BRIEF: Copy out verbatim the lines of the items below, starting at the line containing "Can you find the smiling" and continuing up to and including the line containing "x=134, y=182". Include no other lines.

DATA:
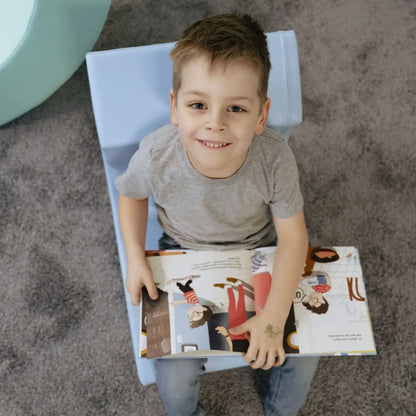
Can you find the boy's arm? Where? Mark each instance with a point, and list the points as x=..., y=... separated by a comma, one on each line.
x=265, y=331
x=133, y=221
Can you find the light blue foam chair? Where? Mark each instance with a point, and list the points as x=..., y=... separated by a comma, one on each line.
x=130, y=98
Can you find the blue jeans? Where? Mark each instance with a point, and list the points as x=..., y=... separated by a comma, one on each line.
x=178, y=380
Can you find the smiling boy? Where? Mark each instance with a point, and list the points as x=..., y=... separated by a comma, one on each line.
x=221, y=180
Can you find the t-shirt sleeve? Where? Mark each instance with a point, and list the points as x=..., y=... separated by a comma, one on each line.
x=287, y=198
x=134, y=182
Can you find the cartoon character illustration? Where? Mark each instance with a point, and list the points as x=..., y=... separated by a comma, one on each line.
x=257, y=261
x=237, y=313
x=317, y=280
x=320, y=282
x=198, y=314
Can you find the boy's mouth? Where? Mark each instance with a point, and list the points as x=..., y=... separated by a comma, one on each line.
x=213, y=145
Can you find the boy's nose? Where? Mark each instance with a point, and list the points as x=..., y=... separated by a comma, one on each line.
x=216, y=121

TASK RESULT:
Can you find the smiling boy? Where? Mark each instance with a point, and list the points as x=..., y=... separated by a comma, one on each line.
x=221, y=180
Can you find the t-shirt sleeve? Where? Mark each instance with a point, and list the points as x=..., y=... separated by a comma, one on each line.
x=287, y=198
x=134, y=182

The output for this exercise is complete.